# START OF RECORDS FOR THE EXERCISE
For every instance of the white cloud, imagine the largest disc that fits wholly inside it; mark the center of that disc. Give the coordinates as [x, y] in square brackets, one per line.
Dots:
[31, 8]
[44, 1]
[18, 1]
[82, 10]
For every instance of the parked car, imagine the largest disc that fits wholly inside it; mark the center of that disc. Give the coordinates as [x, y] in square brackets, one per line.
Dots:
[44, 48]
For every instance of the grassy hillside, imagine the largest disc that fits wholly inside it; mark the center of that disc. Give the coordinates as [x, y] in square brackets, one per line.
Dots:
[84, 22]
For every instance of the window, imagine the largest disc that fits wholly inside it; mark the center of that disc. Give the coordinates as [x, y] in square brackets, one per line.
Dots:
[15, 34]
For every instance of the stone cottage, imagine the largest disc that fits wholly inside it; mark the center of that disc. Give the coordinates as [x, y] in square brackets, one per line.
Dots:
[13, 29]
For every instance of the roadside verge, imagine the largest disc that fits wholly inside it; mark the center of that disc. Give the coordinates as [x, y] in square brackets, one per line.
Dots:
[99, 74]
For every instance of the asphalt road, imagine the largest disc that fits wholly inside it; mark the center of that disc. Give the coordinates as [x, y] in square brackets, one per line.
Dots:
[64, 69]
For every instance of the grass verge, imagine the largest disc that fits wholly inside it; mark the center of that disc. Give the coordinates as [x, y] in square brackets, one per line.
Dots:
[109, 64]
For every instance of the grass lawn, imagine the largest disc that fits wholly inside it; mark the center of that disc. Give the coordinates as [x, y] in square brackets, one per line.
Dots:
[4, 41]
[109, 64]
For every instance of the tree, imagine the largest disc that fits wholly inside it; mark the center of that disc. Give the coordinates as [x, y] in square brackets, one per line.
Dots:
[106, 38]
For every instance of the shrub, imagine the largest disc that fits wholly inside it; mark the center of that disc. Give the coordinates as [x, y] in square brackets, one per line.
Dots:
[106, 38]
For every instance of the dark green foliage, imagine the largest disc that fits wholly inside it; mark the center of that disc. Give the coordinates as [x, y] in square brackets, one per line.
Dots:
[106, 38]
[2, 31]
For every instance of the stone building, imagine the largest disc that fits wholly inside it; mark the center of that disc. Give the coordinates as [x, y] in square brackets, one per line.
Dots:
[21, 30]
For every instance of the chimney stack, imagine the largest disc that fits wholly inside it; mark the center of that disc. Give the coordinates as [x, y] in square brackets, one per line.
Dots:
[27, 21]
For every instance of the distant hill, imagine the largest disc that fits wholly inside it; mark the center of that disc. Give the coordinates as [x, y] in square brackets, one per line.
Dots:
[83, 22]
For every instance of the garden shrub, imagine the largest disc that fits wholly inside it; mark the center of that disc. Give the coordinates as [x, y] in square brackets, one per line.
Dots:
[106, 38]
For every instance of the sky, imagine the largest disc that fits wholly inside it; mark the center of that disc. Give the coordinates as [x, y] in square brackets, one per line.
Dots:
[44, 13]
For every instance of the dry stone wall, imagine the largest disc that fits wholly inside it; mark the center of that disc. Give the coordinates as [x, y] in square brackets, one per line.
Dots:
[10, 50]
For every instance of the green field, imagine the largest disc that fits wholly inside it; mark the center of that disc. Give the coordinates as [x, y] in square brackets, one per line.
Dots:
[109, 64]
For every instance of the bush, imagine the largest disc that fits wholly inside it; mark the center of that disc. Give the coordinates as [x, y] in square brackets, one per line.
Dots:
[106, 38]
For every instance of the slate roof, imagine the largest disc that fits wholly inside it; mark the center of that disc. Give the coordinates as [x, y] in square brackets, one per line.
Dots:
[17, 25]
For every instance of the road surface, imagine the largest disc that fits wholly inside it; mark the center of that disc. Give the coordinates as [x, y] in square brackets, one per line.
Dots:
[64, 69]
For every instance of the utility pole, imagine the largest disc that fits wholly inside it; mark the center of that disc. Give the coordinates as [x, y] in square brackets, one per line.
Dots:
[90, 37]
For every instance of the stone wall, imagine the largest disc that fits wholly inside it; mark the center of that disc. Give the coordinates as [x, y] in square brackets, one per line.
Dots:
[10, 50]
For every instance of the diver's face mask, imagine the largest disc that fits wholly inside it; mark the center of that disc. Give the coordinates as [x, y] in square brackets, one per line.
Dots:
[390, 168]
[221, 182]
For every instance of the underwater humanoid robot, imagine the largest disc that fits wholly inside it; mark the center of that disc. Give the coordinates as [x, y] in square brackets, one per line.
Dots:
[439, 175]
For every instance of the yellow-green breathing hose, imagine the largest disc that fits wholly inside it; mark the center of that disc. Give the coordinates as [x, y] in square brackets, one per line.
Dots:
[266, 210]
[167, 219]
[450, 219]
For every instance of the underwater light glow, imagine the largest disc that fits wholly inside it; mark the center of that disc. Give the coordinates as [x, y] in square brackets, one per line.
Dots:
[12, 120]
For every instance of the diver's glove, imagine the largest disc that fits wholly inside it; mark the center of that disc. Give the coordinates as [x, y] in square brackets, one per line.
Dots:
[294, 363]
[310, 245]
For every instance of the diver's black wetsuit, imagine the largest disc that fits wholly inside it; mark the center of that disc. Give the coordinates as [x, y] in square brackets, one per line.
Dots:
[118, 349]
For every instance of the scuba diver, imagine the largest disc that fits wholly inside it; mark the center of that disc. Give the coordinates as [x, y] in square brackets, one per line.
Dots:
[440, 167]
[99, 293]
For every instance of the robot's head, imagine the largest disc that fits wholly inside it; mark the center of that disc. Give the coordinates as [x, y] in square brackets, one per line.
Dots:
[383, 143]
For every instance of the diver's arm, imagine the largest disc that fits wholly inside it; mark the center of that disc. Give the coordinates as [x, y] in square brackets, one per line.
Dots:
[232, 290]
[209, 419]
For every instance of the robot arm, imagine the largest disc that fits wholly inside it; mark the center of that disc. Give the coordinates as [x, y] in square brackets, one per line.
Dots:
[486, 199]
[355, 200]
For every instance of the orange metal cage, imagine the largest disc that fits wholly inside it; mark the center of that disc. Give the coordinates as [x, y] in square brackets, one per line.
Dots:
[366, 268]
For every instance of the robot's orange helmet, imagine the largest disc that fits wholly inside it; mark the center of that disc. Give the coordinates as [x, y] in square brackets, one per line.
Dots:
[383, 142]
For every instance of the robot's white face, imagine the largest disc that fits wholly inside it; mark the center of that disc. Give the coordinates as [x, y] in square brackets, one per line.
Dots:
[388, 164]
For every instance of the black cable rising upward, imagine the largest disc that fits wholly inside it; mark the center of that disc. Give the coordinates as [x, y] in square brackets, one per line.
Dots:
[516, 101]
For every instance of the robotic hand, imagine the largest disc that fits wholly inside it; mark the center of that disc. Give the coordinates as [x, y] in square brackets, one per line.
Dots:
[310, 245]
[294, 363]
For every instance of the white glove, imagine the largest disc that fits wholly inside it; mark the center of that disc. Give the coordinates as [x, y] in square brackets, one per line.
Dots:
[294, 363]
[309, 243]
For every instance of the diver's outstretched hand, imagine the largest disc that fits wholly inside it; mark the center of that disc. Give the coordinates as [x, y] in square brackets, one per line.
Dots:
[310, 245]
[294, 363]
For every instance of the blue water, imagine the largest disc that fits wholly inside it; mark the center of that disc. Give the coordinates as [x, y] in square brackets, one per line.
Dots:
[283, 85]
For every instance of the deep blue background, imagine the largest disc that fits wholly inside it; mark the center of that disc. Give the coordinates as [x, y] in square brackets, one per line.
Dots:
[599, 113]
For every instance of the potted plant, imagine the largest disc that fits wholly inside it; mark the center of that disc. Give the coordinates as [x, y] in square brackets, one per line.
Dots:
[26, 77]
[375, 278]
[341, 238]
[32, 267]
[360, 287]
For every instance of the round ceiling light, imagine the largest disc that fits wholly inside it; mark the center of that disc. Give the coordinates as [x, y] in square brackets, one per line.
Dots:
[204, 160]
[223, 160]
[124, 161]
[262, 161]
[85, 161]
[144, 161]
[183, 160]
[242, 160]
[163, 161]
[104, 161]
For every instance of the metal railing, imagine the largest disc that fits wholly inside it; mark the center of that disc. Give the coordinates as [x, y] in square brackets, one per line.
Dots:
# END OF RECORDS FOR THE EXERCISE
Write the lines out exactly, from the one with "For every instance of the round" down to the last line of the listing, and leave out all others.

— RESULT BELOW —
For every instance of the round ceiling light, imagine the largest disc that fits wholly inside it; mark the center of that disc. Give the coordinates as [x, y] in square brackets, one per line.
Dots:
[204, 160]
[223, 160]
[124, 161]
[262, 161]
[85, 161]
[144, 161]
[183, 160]
[242, 160]
[163, 161]
[104, 161]
For every instance of the metal railing, imagine the largest disc that fits wholly inside it; mark the center of that disc. Give the coordinates as [x, y] in square brackets, one per line.
Dots:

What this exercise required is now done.